**Written instruction**
Update the stretch of the material from the line containing "eye of bird -> point" through the end, putting "dark" wherever "black" appears and leaving everything else unchanged.

------ Exercise inputs

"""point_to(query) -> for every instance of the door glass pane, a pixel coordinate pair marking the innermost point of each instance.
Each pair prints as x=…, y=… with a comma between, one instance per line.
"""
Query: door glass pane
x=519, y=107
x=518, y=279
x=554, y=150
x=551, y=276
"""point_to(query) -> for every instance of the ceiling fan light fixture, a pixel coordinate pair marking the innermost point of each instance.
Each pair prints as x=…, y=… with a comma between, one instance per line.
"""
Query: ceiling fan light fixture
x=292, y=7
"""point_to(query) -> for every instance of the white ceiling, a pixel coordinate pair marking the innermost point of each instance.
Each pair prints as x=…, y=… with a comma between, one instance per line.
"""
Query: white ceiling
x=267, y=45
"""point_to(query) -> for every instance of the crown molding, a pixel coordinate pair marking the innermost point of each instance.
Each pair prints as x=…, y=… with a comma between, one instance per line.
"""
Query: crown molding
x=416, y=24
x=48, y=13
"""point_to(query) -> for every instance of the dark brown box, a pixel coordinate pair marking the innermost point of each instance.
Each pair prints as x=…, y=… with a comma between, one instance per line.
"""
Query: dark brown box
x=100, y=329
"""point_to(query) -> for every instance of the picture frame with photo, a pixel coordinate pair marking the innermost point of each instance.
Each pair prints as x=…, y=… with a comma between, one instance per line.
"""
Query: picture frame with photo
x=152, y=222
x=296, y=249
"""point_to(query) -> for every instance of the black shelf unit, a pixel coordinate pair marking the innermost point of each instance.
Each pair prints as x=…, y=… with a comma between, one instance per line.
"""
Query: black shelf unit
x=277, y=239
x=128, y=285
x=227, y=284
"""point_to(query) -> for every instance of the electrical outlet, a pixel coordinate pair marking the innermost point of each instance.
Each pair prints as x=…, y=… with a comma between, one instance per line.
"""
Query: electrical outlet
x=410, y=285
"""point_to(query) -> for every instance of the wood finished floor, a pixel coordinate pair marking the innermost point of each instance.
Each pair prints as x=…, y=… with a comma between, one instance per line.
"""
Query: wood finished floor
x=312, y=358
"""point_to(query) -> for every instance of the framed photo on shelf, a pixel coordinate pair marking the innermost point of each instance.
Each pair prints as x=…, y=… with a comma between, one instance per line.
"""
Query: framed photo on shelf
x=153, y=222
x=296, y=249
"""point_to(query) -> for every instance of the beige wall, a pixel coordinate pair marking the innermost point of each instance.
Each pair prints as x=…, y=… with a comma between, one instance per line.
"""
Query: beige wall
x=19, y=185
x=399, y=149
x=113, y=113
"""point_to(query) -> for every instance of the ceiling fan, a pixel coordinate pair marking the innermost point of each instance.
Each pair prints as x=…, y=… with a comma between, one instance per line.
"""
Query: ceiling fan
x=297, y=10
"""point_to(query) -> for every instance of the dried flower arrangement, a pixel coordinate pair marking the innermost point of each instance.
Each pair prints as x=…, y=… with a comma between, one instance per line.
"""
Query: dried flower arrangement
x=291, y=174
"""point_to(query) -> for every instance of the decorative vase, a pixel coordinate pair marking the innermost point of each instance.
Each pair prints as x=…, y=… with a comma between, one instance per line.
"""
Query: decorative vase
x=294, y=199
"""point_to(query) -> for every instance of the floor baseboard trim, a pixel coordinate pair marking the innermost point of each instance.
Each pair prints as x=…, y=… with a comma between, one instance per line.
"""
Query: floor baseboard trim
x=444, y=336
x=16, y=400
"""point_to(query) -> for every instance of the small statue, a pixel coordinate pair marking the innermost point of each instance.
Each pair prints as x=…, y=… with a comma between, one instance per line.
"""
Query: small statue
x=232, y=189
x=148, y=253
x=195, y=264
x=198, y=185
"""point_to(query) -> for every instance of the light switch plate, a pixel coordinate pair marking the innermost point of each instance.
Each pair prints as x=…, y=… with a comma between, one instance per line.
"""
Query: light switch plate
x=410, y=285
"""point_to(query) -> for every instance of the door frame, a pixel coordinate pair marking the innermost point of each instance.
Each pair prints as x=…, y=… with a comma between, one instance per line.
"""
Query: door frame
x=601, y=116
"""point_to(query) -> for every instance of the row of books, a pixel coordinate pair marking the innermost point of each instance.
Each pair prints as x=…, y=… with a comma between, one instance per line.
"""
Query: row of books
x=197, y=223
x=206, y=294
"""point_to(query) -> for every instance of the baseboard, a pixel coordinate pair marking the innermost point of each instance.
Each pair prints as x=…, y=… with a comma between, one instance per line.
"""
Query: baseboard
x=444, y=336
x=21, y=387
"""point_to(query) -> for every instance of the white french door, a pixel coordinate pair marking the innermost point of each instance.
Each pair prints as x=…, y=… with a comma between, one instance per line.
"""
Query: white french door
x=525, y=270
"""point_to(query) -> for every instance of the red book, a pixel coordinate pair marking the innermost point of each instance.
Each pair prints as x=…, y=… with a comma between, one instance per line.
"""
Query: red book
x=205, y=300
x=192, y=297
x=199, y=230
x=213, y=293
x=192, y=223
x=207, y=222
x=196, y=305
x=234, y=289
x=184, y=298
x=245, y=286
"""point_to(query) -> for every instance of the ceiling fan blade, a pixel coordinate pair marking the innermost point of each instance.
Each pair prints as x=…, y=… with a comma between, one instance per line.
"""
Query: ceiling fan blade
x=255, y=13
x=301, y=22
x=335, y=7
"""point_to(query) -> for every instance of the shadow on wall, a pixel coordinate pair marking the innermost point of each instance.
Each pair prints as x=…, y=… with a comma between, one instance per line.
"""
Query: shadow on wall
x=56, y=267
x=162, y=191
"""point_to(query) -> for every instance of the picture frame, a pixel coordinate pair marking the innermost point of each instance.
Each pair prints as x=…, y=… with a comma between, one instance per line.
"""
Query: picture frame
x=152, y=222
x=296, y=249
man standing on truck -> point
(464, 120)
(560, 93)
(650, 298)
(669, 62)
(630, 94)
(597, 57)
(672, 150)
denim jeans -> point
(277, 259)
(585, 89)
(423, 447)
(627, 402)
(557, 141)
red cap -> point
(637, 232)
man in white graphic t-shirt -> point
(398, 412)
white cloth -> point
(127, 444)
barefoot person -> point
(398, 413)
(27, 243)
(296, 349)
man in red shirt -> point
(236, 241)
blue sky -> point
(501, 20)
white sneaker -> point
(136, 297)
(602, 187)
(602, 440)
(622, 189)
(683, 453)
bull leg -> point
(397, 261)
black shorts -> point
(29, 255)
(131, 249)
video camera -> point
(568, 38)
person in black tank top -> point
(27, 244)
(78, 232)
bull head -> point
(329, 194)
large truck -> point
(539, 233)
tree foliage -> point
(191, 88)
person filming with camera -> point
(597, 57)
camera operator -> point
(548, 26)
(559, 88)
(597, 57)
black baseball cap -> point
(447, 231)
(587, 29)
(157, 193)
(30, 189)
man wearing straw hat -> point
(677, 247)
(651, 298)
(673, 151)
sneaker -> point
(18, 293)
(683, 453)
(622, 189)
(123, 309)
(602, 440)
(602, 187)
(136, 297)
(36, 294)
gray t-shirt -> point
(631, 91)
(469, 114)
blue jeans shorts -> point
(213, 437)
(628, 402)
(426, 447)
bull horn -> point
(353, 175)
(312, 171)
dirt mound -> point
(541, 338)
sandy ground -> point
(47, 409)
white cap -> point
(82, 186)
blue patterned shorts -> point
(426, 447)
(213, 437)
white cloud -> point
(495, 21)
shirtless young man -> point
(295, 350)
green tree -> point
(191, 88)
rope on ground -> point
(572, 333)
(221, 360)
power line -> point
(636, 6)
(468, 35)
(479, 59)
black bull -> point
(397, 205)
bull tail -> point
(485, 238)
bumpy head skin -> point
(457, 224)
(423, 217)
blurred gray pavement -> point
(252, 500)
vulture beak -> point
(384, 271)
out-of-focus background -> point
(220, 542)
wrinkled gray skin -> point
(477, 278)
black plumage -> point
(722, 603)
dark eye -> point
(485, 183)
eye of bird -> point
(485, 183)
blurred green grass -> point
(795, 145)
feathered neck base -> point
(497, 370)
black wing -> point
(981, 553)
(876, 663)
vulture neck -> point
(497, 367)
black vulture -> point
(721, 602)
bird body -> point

------------

**Complete output**
eye of bird -> point
(485, 183)
blurred green grass -> point
(795, 145)
feathered neck base -> point
(497, 370)
dark wing -> point
(981, 553)
(876, 663)
vulture neck -> point
(497, 367)
dark vulture -> point
(721, 602)
bird body -> point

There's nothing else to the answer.